GIVEN DATA >>
====

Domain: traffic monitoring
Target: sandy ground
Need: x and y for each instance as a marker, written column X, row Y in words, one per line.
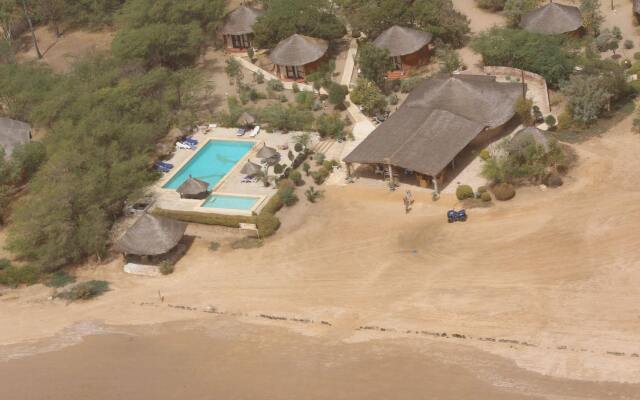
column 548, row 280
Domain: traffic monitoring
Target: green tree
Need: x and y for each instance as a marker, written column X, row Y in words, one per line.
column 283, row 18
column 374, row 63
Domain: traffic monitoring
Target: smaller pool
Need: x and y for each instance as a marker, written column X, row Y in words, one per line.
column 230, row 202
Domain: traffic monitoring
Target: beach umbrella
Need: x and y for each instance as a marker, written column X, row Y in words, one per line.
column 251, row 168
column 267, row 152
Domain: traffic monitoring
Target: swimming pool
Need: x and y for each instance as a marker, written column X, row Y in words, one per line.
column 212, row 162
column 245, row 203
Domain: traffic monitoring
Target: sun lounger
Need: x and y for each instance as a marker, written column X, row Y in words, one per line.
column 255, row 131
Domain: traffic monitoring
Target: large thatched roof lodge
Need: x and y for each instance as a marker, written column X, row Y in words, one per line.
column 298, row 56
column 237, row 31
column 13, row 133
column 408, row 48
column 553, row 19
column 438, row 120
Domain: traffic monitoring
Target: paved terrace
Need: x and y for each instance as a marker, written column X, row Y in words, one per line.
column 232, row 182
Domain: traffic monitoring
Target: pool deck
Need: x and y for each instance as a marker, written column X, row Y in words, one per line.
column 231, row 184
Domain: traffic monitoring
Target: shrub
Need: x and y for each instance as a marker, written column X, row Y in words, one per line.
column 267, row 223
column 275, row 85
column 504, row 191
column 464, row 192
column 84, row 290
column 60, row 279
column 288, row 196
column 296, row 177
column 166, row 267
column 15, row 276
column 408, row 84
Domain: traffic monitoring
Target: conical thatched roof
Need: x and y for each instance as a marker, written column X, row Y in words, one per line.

====

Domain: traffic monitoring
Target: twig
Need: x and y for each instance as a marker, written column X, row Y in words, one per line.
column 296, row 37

====

PROMPT >>
What is the number of lines in the entries above that hold the string "pool"? Please state that number alone.

RESPONSE >>
3